━━━━━ QUOTED PASSAGE ━━━━━

# Problem G

Mining Gold!

It has been a long, tiring week of tests at UCLA. Your
friend wants to cheer you up, so he invites you over to his
dorm to play a new game he recently purchased: *Mining Gold!*

In the game, you are the owner of a goldmine. Your
underground tunnel network can be represented as a rooted tree
with $n$ different
checkpoints, with the tree rooted at checkpoint $1$. Each tunnel connects exactly two
checkpoints, and has a *transportation
value*, which is the amount of gold that can be gained by
travelling through that tunnel between the checkpoints. It
turns out, some tunnels are very poorly built so every time you
travel through that tunnel you need to use some gold to hire a
guide! Thus, some edges may have a negative *transportation value*.

━━━━━ DATA EXCERPTS ━━━━━

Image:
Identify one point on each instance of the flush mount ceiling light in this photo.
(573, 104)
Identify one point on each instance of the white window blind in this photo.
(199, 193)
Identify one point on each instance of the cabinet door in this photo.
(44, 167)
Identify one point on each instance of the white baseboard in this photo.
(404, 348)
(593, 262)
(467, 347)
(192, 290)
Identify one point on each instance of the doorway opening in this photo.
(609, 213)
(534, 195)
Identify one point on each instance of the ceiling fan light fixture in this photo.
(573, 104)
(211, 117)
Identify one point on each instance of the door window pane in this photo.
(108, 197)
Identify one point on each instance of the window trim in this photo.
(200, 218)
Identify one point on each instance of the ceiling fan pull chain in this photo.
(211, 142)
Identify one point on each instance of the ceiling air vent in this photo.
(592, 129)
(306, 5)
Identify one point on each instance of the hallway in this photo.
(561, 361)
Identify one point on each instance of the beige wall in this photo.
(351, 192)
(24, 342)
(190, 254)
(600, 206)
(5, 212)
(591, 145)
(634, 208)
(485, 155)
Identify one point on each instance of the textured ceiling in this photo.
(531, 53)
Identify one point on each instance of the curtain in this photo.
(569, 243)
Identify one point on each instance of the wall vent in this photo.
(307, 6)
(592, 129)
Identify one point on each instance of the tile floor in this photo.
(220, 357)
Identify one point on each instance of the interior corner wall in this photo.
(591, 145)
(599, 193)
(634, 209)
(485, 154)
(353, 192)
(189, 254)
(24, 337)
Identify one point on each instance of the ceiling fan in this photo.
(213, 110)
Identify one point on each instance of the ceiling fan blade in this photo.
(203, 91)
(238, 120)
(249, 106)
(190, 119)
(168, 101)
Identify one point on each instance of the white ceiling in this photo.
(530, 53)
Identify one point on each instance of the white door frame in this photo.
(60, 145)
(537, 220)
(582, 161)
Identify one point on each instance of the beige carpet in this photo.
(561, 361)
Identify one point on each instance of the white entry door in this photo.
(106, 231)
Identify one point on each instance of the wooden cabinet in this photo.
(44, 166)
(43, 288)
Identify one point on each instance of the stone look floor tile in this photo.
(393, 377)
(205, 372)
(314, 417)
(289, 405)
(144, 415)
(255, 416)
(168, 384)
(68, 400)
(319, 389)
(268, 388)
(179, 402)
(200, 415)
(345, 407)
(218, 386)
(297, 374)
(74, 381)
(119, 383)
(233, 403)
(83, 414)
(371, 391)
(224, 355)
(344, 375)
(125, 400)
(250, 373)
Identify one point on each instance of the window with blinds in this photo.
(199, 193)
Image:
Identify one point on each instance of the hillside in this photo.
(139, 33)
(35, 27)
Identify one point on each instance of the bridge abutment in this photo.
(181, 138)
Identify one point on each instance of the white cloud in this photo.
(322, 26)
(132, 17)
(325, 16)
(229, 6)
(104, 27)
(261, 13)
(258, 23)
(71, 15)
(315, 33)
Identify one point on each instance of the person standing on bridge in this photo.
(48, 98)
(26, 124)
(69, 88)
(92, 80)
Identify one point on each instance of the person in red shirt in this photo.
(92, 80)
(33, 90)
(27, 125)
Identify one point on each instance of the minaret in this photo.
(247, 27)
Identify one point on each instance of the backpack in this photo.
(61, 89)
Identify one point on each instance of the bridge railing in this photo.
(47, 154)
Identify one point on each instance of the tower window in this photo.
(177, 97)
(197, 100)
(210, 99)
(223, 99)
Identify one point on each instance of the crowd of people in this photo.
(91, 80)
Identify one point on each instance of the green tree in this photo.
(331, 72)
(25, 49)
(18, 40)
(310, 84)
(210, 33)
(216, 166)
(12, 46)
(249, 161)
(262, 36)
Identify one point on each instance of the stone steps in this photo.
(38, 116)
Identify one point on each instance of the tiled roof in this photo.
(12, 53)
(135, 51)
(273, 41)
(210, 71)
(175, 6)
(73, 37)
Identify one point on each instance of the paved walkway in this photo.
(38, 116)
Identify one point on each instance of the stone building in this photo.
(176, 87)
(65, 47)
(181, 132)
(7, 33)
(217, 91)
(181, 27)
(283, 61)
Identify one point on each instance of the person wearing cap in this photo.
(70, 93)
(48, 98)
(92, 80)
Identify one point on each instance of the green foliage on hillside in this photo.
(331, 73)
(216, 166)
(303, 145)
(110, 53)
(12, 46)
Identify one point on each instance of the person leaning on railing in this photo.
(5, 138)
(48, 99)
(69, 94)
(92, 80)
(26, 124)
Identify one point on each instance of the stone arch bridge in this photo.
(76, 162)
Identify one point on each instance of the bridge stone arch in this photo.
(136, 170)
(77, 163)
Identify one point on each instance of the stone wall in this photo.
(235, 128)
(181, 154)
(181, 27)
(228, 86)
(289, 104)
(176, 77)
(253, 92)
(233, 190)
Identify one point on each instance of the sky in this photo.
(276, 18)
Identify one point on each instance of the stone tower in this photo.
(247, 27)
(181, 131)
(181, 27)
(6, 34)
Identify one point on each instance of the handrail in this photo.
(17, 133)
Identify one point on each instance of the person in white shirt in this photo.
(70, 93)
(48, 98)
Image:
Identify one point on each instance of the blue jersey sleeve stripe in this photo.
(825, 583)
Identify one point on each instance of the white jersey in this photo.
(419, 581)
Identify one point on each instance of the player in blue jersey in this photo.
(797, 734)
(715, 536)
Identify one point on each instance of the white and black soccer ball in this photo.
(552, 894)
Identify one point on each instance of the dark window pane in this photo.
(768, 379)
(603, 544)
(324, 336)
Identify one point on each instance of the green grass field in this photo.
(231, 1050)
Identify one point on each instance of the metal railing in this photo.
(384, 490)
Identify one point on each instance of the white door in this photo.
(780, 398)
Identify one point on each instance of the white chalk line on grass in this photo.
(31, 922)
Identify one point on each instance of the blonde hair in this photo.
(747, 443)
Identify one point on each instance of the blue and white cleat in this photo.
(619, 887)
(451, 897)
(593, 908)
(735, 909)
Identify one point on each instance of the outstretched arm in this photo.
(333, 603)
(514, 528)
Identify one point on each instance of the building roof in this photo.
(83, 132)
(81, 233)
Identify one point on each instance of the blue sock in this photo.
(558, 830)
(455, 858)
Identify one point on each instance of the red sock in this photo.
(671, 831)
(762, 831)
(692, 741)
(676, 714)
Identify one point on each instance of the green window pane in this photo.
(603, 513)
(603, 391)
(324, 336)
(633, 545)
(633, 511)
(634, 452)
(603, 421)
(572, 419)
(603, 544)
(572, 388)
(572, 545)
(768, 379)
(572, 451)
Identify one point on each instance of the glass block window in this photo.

━━━━━

PROBLEMS TO WORK ON:
1. Answer these from the Mining Gold! problem statement, one line per answer, marked (a), (b), (c) like the questions:
(a) At which school did the week of tests take place?
(b) At which checkpoint is the tunnel network's tree rooted?
(c) What must you pay for with gold when traveling through a poorly built tunnel?
2. List every fact the Mining Gold! problem statement gives about the tunnels, one per line.
3. Carry on the Mining Gold! problem statement from the point where it stops.

ANSWERS GIVEN:
1.
(a) UCLA
(b) Checkpoint 1
(c) Hiring a guide

2.
Each tunnel connects exactly two checkpoints.
Each tunnel has a transportation value, the amount of gold gained by traveling through it between the checkpoints.
Some tunnels are very poorly built, so every trip through one requires using gold to hire a guide.
Some tunnels may have a negative transportation value.

3.
Your friend is curious about the gold transportation within
the goldmine and asks you to answer $q$ queries, where each query gives a
single integer $x$
$(1 \leq x \leq n)$. For
each integer $x$, your
friend asks you, "If you travel along some simple path while
staying in the subtree of $x$, what’s the smallest amount of
gold you can possibly gain?" In other words, you want to find
the minimum sum of *transportation values*
of all the tunnels traveled through if you start at checkpoint
$x$ and travel to some
checkpoint in its subtree without visiting any checkpoint twice
and without ever leaving the subtree of $x$.

## Input

The first line of input gives $n$ and $q$ $(1 \leq n, q \leq 2 \cdot 10^5)$, the number of checkpoints and queries, respectively.

The next $n - 1$ lines will give three integers per line in the form $a$ $b$ $c$, denoting an edge between checkpoints $a$ and $b$ $(1 \leq a, b \leq n, a \neq b)$ with transportation value $c$ $(-10^9 \leq c \leq 10^9)$.

The next $q$ lines will give a single integer $x$, the checkpoint in which to process the current query.

## Output

Output $q$ lines, where the $i^{th}$ line will contain the answer to the $i^{th}$ query.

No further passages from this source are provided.